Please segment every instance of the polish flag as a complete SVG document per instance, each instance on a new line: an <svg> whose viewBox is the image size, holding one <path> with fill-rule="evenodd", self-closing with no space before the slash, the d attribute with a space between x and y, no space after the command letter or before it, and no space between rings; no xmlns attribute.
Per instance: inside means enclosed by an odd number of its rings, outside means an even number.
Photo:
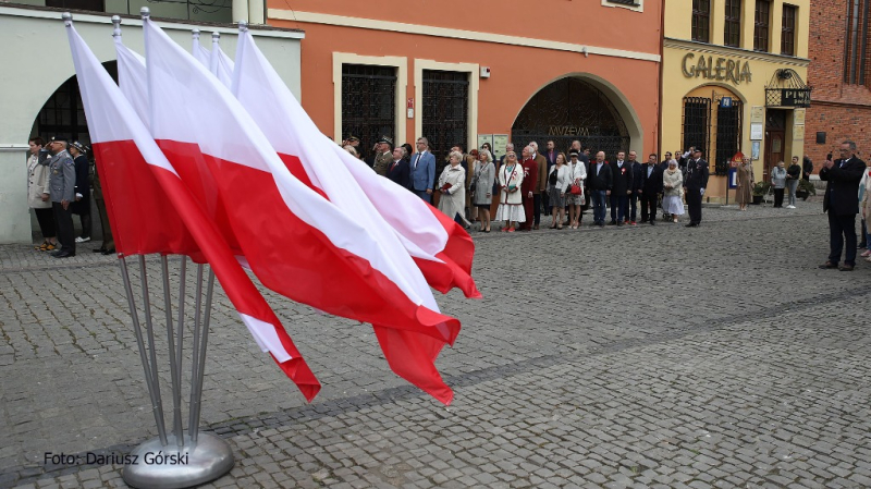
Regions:
<svg viewBox="0 0 871 489"><path fill-rule="evenodd" d="M370 231L396 234L436 290L481 297L471 278L475 245L462 227L321 134L246 28L236 62L234 95L295 176Z"/></svg>
<svg viewBox="0 0 871 489"><path fill-rule="evenodd" d="M72 21L66 21L66 33L100 176L107 183L111 182L110 185L103 184L103 192L107 208L111 209L112 231L119 252L191 254L198 245L260 349L272 355L303 395L311 401L320 390L320 383L278 317L179 179L121 89L75 30ZM119 62L123 61L119 59ZM120 71L119 74L124 73ZM121 247L122 243L130 241L128 235L138 237L139 233L154 235L154 242L162 240L168 244L157 246L157 249ZM176 243L184 246L176 246Z"/></svg>
<svg viewBox="0 0 871 489"><path fill-rule="evenodd" d="M225 87L230 88L233 83L233 60L230 59L220 45L221 35L212 33L211 35L211 58L209 59L209 71L218 77Z"/></svg>
<svg viewBox="0 0 871 489"><path fill-rule="evenodd" d="M295 178L214 76L150 20L143 28L152 136L183 180L211 179L254 273L294 301L371 322L391 368L450 403L433 362L459 321L439 313L400 239Z"/></svg>
<svg viewBox="0 0 871 489"><path fill-rule="evenodd" d="M211 53L205 46L199 42L199 29L194 29L192 33L192 37L194 38L193 47L191 48L191 52L194 54L194 58L200 62L206 68L211 65Z"/></svg>

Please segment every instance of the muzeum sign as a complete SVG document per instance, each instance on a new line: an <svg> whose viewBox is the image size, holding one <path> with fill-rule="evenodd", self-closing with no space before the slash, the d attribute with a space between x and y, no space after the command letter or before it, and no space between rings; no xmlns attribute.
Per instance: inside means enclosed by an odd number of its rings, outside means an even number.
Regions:
<svg viewBox="0 0 871 489"><path fill-rule="evenodd" d="M695 58L695 53L688 52L680 62L680 70L687 78L701 76L707 80L732 82L735 85L752 82L753 74L750 72L749 61L713 56L700 56L698 61L694 61Z"/></svg>

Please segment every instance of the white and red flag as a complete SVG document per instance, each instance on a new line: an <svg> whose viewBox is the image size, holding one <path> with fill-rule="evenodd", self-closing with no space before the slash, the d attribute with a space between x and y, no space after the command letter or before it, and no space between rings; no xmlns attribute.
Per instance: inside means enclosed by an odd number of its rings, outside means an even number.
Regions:
<svg viewBox="0 0 871 489"><path fill-rule="evenodd" d="M66 28L119 253L208 261L260 349L310 401L320 383L278 317L71 21Z"/></svg>
<svg viewBox="0 0 871 489"><path fill-rule="evenodd" d="M233 93L300 181L322 193L357 222L394 233L430 285L467 297L481 294L471 278L475 245L443 212L377 175L321 134L243 28L236 47Z"/></svg>
<svg viewBox="0 0 871 489"><path fill-rule="evenodd" d="M218 33L211 35L209 71L217 76L225 87L230 88L230 84L233 83L233 60L221 49L220 39L221 36L218 35Z"/></svg>
<svg viewBox="0 0 871 489"><path fill-rule="evenodd" d="M450 403L453 392L434 359L455 340L459 321L439 311L400 239L370 231L295 178L216 77L154 22L143 28L152 136L182 180L213 185L263 285L371 322L391 368Z"/></svg>

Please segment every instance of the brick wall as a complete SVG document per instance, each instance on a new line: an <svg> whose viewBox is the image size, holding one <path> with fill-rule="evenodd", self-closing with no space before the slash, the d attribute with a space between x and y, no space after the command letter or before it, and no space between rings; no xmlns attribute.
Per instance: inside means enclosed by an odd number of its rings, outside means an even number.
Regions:
<svg viewBox="0 0 871 489"><path fill-rule="evenodd" d="M871 0L864 0L871 1ZM844 139L852 139L860 158L871 156L871 36L866 52L866 84L844 83L844 49L850 0L812 0L808 36L808 84L813 86L805 121L805 152L819 168L827 152ZM817 133L825 132L825 144Z"/></svg>

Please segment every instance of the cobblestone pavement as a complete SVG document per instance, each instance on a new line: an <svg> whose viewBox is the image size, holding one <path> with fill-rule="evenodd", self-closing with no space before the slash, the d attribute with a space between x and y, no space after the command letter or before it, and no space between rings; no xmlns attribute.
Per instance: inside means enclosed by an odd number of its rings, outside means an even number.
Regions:
<svg viewBox="0 0 871 489"><path fill-rule="evenodd" d="M438 297L463 321L438 362L450 407L395 377L369 328L267 294L323 383L306 404L218 293L203 425L236 465L213 486L871 487L871 265L819 270L825 216L799 204L474 233L484 299ZM119 465L45 453L156 436L98 245L60 262L0 246L2 487L123 486Z"/></svg>

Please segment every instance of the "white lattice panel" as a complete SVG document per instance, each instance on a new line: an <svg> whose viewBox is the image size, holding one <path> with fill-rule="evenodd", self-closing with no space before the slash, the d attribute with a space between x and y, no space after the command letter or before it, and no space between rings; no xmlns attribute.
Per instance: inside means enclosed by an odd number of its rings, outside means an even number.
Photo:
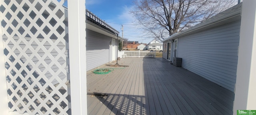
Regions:
<svg viewBox="0 0 256 115"><path fill-rule="evenodd" d="M66 1L0 0L9 111L71 114Z"/></svg>

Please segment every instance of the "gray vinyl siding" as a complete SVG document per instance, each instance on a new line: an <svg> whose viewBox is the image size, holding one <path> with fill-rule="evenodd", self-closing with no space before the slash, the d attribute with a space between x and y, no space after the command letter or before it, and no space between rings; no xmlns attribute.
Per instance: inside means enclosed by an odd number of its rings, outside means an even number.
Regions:
<svg viewBox="0 0 256 115"><path fill-rule="evenodd" d="M182 67L234 91L240 25L236 21L179 38Z"/></svg>
<svg viewBox="0 0 256 115"><path fill-rule="evenodd" d="M112 46L110 45L112 38L86 29L86 71L112 60ZM117 46L115 47L116 50Z"/></svg>
<svg viewBox="0 0 256 115"><path fill-rule="evenodd" d="M179 44L179 41L178 41L178 44ZM172 52L171 52L171 60L172 60L172 62L173 62L173 57L174 56L174 42L172 42ZM179 47L179 45L178 45L178 48Z"/></svg>

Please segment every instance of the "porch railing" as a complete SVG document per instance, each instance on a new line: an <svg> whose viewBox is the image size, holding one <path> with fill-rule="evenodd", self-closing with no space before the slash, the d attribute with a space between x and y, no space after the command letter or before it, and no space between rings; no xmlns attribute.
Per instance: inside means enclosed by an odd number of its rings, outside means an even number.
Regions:
<svg viewBox="0 0 256 115"><path fill-rule="evenodd" d="M156 51L124 51L126 57L153 57L156 56Z"/></svg>

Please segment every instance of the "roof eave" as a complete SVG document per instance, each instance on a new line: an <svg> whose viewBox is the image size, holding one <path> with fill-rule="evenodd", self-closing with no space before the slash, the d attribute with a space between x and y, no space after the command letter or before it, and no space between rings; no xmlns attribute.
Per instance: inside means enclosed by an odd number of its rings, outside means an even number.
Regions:
<svg viewBox="0 0 256 115"><path fill-rule="evenodd" d="M164 42L167 40L170 41L170 40L178 38L188 34L195 33L207 29L214 28L225 24L228 23L232 22L230 21L234 22L239 20L241 20L242 5L242 3L237 5L237 6L236 6L237 8L235 7L237 9L236 9L235 11L234 11L234 12L231 12L230 13L223 15L224 14L225 14L227 12L230 11L229 10L229 10L229 9L209 18L204 22L198 24L187 30L181 32L179 33L177 33L175 35L173 34L166 38L164 40L161 41L161 42ZM220 15L222 16L218 17L218 16L220 16Z"/></svg>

-------

WHAT YOU HAVE TO DO: Can you render the lines above, from the line containing "Please segment every instance of the brick" through the line containing "0L864 0L871 1ZM844", as a Markdown table with the columns Row and Line? Include both of those lines and leave out any blank lines.

RESPONSE TO THE TASK:
| Row | Line |
|---|---|
| 1 | Please segment every instance of the brick wall as a complete SVG document per instance, each instance on a new line: an <svg> whose viewBox is the image size, holding one <path> with fill-rule="evenodd", self-closing with no space before the slash, the d attribute with a space between x and y, no space after the command letter or before it, and no space between rings; no xmlns attribute. |
| 2 | Per instance: inside means enclosed by an odd number of its rings, outside means an even number. |
| 3 | Regions: |
| 4 | <svg viewBox="0 0 871 489"><path fill-rule="evenodd" d="M871 0L864 0L871 1ZM844 139L852 139L860 158L871 156L871 36L866 52L866 84L844 83L844 49L850 0L812 0L808 36L808 84L813 86L805 121L805 152L819 168L827 152ZM817 133L825 132L825 144Z"/></svg> |